■ **FRAGMENTO DEL TEXTO**:
++++++++

El 15 de agosto de 1992, el guardia civil Óscar M. Bravo estaba bailando en la discoteca La Jardinera, en Villamanrique del Tajo. La noche era cálida y pudo haber sido divertida: le acompañaba un buen amigo y por los altavoces salía una música, la del grupo Los Ilegales, que al parecer le gustaba. Todo parecía ir bien hasta que el disc jockey puso una canción de Los Chunguitos y él empezó a lanzar insultos racistas contra los gitanos. Se inició una pelea y Óscar sacó un puño americano. Luego, el relato del último día de su vida se hace más oscuro: según sus compañeros, nada más regresar al cuartel, buscó el arma y se pegó un tiro; según su familia, fue asesinado. Para los primeros, se fue al más allá como un demente, y para los segundos, como un mártir.Tres meses después, su hermano Felipe y otro hombre se encontraban junto a su tumba, en el cementerio de Torrelodones. Seguramente era un día muy frío, pero ellos estaban ardiendo. A sus 17 años, el chico podía sentir en su interior a Óscar, verlo resplandecer con ese brillo extraño que la muerte le otorga a nuestros héroes. El otro hombre se llamaba Luis Merino y también extrañaba al difunto: era él quien le había acompañado en las cacerías hechas por Madrid para escarmentar a toda esa basura de negros, gitanos, sudacas, rojos de todas las nacionalidades. En su honor sacó una pistola Star y, echando mano de uno de esos gestos demagógicos o retóricos en los que a menudo se basa la camaradería entre personas perturbadas, hizo dos disparos contra el cielo.

++++++++

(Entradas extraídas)
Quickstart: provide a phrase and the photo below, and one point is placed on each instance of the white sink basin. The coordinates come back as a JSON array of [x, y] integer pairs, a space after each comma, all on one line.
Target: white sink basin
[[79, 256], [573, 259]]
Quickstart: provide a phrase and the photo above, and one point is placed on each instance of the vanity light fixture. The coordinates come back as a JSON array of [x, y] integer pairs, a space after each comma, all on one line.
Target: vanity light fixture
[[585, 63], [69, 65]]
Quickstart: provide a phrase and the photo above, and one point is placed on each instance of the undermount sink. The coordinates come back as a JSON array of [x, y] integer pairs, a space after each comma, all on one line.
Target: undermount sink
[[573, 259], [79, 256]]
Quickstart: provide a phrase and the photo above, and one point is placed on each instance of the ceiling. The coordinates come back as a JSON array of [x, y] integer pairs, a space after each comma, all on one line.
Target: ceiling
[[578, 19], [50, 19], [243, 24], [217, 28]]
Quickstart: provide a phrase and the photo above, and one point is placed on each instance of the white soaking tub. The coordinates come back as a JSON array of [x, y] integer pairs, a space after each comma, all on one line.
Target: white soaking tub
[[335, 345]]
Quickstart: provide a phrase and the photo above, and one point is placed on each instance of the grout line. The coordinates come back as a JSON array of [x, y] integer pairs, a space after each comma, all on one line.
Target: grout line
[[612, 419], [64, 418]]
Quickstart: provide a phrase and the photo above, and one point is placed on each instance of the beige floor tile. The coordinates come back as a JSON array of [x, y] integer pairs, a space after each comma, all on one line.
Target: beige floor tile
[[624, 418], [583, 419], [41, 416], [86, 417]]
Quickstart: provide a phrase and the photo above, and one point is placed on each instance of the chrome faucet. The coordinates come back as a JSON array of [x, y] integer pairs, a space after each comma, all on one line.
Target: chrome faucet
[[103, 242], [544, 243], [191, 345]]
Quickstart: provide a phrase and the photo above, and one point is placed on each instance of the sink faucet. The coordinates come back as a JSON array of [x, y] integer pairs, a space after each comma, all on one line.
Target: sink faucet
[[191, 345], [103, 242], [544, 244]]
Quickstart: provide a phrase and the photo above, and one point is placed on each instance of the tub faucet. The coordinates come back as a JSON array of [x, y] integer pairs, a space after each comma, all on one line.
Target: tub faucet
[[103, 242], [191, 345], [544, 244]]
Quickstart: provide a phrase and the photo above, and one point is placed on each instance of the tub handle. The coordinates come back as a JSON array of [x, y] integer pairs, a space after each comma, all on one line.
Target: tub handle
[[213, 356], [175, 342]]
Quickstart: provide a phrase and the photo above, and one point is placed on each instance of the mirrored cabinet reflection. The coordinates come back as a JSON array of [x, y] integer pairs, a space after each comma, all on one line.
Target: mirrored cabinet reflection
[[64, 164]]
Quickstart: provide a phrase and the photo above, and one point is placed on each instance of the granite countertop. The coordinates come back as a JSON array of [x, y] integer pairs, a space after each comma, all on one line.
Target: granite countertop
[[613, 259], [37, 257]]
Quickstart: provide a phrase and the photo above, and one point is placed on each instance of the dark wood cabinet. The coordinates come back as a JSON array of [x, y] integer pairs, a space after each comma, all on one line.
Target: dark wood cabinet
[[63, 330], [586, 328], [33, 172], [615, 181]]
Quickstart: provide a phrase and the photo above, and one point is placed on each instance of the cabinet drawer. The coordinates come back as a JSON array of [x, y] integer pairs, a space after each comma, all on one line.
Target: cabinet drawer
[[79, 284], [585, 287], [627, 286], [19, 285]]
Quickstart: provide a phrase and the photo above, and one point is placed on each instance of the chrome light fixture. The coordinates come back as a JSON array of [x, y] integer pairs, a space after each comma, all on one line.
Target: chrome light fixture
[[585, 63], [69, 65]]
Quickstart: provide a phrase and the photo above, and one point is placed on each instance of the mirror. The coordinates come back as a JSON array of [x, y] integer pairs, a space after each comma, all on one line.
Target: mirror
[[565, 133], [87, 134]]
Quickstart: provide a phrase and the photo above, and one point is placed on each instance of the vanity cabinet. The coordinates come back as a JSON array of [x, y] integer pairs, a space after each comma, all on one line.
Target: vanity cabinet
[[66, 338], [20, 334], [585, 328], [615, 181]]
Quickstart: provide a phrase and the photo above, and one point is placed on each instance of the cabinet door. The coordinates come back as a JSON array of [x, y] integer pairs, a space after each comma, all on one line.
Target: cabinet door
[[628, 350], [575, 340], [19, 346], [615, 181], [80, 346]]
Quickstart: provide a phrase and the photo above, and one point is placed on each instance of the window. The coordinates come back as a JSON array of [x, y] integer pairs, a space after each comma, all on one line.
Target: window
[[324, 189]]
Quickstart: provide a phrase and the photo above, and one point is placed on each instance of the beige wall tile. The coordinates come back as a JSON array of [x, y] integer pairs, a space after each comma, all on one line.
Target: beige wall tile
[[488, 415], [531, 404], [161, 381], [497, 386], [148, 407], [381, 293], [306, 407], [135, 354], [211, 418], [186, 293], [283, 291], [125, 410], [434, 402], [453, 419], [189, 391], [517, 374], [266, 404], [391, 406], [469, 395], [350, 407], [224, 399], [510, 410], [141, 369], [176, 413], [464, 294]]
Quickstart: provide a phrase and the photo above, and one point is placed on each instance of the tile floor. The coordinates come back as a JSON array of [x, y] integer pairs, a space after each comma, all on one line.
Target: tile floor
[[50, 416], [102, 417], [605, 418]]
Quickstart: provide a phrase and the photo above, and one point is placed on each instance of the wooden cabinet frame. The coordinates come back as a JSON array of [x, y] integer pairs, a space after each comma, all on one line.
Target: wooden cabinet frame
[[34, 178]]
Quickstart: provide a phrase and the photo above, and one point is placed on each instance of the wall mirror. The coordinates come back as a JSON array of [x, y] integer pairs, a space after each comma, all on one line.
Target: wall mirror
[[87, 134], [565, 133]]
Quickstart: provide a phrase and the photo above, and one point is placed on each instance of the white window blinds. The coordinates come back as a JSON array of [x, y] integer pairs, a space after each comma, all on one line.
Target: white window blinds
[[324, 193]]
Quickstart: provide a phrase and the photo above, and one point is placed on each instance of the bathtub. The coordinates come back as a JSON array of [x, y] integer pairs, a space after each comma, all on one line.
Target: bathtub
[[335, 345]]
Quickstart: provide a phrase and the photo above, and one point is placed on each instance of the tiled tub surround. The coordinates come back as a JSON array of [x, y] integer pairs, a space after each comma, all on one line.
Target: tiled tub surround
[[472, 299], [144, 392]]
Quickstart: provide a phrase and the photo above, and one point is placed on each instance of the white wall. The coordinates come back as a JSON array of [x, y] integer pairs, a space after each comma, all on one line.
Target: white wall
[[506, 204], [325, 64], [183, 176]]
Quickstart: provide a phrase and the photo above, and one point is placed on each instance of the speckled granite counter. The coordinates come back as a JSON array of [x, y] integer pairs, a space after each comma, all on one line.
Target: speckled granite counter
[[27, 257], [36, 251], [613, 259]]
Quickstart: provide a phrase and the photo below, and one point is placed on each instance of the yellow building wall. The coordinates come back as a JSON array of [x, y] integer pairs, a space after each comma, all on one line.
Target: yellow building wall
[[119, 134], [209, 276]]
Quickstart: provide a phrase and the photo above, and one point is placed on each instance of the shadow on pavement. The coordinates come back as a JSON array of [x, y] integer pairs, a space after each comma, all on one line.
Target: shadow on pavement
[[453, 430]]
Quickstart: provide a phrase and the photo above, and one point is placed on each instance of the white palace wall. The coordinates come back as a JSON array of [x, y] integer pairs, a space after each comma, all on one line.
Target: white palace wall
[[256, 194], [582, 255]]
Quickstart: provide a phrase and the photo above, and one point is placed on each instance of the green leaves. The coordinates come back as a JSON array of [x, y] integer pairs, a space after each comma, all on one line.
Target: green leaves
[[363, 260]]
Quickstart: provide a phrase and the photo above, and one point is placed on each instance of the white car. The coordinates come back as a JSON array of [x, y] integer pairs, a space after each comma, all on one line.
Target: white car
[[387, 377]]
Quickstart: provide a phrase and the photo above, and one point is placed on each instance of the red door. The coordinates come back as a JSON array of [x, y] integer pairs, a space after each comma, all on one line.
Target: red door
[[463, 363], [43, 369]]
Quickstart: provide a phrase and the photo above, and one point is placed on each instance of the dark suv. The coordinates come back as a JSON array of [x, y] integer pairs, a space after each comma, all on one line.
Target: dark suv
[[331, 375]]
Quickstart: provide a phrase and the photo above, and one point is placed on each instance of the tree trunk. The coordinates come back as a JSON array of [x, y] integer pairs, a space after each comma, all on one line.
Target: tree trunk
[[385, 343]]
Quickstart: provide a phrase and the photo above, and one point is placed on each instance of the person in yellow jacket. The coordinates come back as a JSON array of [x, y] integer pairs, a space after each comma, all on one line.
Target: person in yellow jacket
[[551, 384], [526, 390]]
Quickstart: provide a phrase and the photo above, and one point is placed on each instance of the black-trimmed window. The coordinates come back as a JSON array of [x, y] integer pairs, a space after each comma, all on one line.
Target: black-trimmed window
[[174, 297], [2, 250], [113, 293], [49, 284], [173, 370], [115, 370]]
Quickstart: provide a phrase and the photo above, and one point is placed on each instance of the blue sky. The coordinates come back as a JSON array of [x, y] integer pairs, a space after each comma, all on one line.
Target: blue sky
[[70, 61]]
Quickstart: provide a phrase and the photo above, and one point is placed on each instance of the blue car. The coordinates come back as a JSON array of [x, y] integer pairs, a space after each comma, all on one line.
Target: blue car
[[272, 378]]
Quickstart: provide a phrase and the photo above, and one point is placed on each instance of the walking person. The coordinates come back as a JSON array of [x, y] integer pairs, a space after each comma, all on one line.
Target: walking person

++++++++

■ **LAS TAREAS**:
1 - Según el fragmento sobre Óscar M. Bravo, ¿en qué discoteca estaba bailando el guardia civil el 15 de agosto de 1992?
2 - Continúa el fragmento sobre Óscar M. Bravo a partir de su última oración.
Las entradas no intervienen en nada de esto.

■ **RESULTADOS POR TAREA**:
1 - En la discoteca La Jardinera, en Villamanrique del Tajo.

2 -
No es fácil imaginarse a qué debieron sonar aquellas detonaciones en el camposanto, en medio de la quietud geométrica de las cruces y las lápidas; pero sí lo es intuir cómo quizá ése fue el instante preciso en que empezó todo; cómo tal vez fue el olor de la pólvora lo que envenenó sus mentes, lo que hizo que esa noche ellos y dos amigos llegasen en un Talbot Horizon hasta las ruinas de la discoteca Four Roses, en Aravaca, entraran en el cuarto donde algunos inmigrantes de la República Dominicana iban a cenar, a la luz de una vela, un poco de sopa y matasen de un tiro a Lucrecia Pérez Matos. Los criminales fueron detenidos y condenados; en el caso del joven Felipe, a 24 años de cárcel. Ahora, cinco más tarde, la Audiencia Provincial acaba de concederle su segundo permiso -el primero lo disfrutó en febrero-, una oportunidad de volver a ser libre durante seis días.

Una vez más, las opiniones al respecto pueden ser razonables y, sin embargo, opuestas no sólo entre los ciudadanos, sino incluso entre las autoridades: el fiscal y el juez de vigilancia se oponen al salvoconducto, lo creen arbitrario e injusto y alertan sobre el riesgo de reincidencia; pero los magistrados apelan a la edad de Felipe, al cambio mental que ha debido lograr entre rejas, a su derecho a la reinserción.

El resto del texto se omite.